The majority of Kimmel’s book is spent going into depth on different groups of angry white men: angry white boys involved in mass shootings, MRAs, fathers’ rights activists, men who commit violence against women, men who go on workplace rampages, and finally white supremacists.
This where I ran into a few problems, the main one being I thought Kimmel’s overall point was well-argued, but I wasn’t sure who he was trying to make it to.
At various times it seemed the book would be useful for feminists in helping us understand and respond to ill-founded MRA or fathers’ rights activist attacks.
For example, he provides great myth-busting research that counters those who claim “misandry” is a real thing, there is gender symmetry in domestic violence (equal violence by men and women in heterosexual relationships) and women invent allegations of spousal abuse in order to get custody of children.
But there were a couple of times I felt like he almost throws a bone to the very angry white men he’s critiquing.
In the part about fathers’ rights and custody, Kimmel rightly explains how most of the evidence says when women claim domestic violence it’s usually true, “especially given the hurdles women have to go through in order to be believed in the first place.” But he also empathizes with divorcing men’s sense of “vulnerability” that a soon-to-be ex-wife might “casually drop in a domestic violence charge in a case that doesn’t seem to be going her way”.

##############################

YOUR ASSIGNMENT:
Answer these questions using the review of Kimmel's book.
1. Which group comes last in the list of angry white men that the book covers?
2. Which word does the review put in quotation marks when describing a claim that Kimmel's research counters?
3. According to the part about fathers' rights and custody, what does most of the evidence say about women's claims of domestic violence?

##############################

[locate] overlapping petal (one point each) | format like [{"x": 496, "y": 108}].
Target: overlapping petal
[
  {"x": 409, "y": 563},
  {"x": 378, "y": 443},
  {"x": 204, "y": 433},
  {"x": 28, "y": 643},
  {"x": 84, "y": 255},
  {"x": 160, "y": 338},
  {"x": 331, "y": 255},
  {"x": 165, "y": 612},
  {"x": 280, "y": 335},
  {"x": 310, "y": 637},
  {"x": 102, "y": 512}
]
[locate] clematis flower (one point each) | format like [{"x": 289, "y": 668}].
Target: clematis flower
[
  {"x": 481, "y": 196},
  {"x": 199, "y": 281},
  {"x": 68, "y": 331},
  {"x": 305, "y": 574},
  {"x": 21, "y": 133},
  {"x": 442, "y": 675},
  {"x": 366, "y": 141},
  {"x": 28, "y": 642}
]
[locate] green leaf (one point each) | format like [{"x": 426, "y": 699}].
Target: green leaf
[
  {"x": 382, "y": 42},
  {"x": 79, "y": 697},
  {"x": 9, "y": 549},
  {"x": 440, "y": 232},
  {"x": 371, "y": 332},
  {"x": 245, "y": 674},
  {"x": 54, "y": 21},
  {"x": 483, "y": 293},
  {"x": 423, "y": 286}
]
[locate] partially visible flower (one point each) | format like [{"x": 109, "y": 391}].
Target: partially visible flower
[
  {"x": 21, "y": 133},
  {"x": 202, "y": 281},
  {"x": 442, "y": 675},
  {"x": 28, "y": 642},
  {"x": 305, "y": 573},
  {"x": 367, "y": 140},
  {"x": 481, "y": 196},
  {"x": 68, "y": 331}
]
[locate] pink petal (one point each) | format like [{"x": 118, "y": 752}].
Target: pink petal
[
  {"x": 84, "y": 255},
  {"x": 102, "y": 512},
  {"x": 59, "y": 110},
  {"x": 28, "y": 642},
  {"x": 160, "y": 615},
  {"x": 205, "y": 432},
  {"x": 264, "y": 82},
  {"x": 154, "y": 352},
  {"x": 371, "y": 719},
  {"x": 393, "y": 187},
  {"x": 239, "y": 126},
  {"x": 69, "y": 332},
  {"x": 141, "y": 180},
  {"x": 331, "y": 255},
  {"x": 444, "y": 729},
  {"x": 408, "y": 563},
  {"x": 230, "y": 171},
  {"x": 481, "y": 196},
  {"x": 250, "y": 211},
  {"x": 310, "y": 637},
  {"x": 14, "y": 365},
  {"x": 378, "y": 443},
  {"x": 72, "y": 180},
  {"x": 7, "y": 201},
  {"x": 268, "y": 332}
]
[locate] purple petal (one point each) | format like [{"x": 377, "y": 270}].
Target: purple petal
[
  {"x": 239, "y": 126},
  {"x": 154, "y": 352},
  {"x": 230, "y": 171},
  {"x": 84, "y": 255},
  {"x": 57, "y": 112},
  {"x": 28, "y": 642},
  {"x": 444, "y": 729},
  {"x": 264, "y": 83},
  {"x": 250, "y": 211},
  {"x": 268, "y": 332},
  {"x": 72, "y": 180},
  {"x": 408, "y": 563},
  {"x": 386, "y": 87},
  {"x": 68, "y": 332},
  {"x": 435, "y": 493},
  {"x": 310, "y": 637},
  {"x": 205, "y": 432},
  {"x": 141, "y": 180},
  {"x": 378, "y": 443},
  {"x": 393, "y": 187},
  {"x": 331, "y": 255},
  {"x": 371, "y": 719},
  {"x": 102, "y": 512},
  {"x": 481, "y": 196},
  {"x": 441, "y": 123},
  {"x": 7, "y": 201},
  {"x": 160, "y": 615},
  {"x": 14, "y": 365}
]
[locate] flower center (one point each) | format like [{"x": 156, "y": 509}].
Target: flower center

##############################

ANSWER SECTION:
1. White supremacists.
2. "Misandry."
3. When women claim domestic violence, the claim is usually true.